→ **Problem requirements**: Restate the entries below word for word, omitting nothing.
[Begin Supplied data]
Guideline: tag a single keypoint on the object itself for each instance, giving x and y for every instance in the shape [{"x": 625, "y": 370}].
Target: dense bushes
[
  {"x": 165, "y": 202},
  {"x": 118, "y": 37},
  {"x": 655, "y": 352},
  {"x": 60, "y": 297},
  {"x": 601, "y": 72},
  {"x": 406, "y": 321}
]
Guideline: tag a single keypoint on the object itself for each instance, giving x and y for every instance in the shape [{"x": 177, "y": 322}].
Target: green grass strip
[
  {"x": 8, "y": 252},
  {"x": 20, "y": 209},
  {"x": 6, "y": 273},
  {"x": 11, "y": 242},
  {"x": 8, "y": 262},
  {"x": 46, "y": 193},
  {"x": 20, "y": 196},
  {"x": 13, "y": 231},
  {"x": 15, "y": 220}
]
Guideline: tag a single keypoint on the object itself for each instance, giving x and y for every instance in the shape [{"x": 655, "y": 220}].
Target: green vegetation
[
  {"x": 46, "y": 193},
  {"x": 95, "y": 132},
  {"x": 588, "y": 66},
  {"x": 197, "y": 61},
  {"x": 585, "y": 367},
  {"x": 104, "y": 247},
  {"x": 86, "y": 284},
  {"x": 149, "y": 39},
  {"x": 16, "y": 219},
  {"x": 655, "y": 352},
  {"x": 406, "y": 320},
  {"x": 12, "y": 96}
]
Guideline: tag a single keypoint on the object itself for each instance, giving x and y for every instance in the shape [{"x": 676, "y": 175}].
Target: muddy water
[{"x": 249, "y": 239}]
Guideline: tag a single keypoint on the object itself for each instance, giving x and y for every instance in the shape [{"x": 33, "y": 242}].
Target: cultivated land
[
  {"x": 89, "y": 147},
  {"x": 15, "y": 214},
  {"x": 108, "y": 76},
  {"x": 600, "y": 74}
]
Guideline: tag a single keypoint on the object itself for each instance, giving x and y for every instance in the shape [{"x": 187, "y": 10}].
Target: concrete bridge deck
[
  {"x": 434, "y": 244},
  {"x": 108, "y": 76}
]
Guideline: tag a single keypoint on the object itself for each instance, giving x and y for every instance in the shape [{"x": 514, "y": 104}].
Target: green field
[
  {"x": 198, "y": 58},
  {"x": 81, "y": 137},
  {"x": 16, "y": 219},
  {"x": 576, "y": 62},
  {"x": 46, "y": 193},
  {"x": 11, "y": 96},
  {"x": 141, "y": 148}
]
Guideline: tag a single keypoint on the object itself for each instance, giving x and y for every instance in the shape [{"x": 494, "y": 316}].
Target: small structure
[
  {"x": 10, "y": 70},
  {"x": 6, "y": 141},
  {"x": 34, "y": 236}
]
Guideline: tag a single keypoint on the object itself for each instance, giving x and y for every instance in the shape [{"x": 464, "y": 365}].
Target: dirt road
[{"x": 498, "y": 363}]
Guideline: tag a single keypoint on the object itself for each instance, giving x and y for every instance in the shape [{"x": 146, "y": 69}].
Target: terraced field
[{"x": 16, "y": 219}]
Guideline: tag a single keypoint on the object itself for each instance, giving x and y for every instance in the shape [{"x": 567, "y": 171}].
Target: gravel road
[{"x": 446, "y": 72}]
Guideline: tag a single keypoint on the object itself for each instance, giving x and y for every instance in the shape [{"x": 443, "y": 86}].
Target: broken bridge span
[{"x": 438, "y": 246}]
[End Supplied data]
→ **Answer to this task**:
Guideline: tag a single keypoint on the object itself for each instance, giving x and y for every instance in the shape [{"x": 625, "y": 370}].
Target: dense bushes
[
  {"x": 165, "y": 202},
  {"x": 118, "y": 37},
  {"x": 655, "y": 352},
  {"x": 60, "y": 297},
  {"x": 601, "y": 72},
  {"x": 406, "y": 321}
]
Guideline: tag a single keypoint on the object itself for each instance, giving x and y for every instance in the shape [{"x": 177, "y": 322}].
Target: green grass strip
[
  {"x": 8, "y": 252},
  {"x": 20, "y": 209},
  {"x": 6, "y": 273},
  {"x": 11, "y": 242},
  {"x": 8, "y": 262},
  {"x": 46, "y": 193},
  {"x": 20, "y": 196},
  {"x": 13, "y": 231},
  {"x": 15, "y": 220}
]
Guideline: tag a single keypoint on the object itself for each instance, giving x and y for every instance in the shape [{"x": 655, "y": 220}].
Target: green vegetation
[
  {"x": 46, "y": 193},
  {"x": 95, "y": 132},
  {"x": 588, "y": 66},
  {"x": 197, "y": 61},
  {"x": 585, "y": 367},
  {"x": 104, "y": 247},
  {"x": 86, "y": 284},
  {"x": 149, "y": 39},
  {"x": 16, "y": 219},
  {"x": 655, "y": 352},
  {"x": 406, "y": 320},
  {"x": 12, "y": 96}
]
Guideline: tag a single keypoint on the object itself for each instance, giving x and y for every instance in the shape [{"x": 676, "y": 175}].
Target: muddy water
[{"x": 249, "y": 239}]
Guideline: tag a single keypoint on the object itself for each instance, giving x and y for every instance in the shape [{"x": 33, "y": 242}].
Target: cultivated land
[
  {"x": 89, "y": 147},
  {"x": 15, "y": 214},
  {"x": 108, "y": 76},
  {"x": 600, "y": 74}
]
Guideline: tag a single keypoint on the object itself for each instance, giving x and y for every instance in the shape [{"x": 187, "y": 10}].
Target: concrete bridge deck
[
  {"x": 434, "y": 244},
  {"x": 108, "y": 76}
]
Guideline: tag a single keypoint on the object itself for each instance, giving x and y for every instance in the shape [{"x": 514, "y": 104}].
Target: green field
[
  {"x": 198, "y": 58},
  {"x": 81, "y": 137},
  {"x": 16, "y": 219},
  {"x": 576, "y": 62},
  {"x": 46, "y": 193},
  {"x": 11, "y": 96},
  {"x": 141, "y": 148}
]
Guideline: tag a single keypoint on the object itself for each instance, giving x and y for every instance in the shape [{"x": 494, "y": 316}].
Target: small structure
[
  {"x": 10, "y": 70},
  {"x": 6, "y": 141},
  {"x": 34, "y": 236}
]
Guideline: tag a single keypoint on the object itself for each instance, giving x and y for every instance in the shape [{"x": 464, "y": 365}].
Target: dirt road
[{"x": 498, "y": 363}]
Guideline: tag a single keypoint on the object itself for each instance, giving x and y for every instance in the shape [{"x": 146, "y": 69}].
Target: terraced field
[{"x": 16, "y": 219}]
Guideline: tag a single keypoint on the object itself for each instance, giving x and y for every instance in the shape [{"x": 567, "y": 171}].
Target: gravel road
[{"x": 446, "y": 72}]
Guideline: tag a single keypoint on the object itself for each instance, giving x and y for every instance in the shape [{"x": 443, "y": 86}].
Target: broken bridge span
[{"x": 438, "y": 246}]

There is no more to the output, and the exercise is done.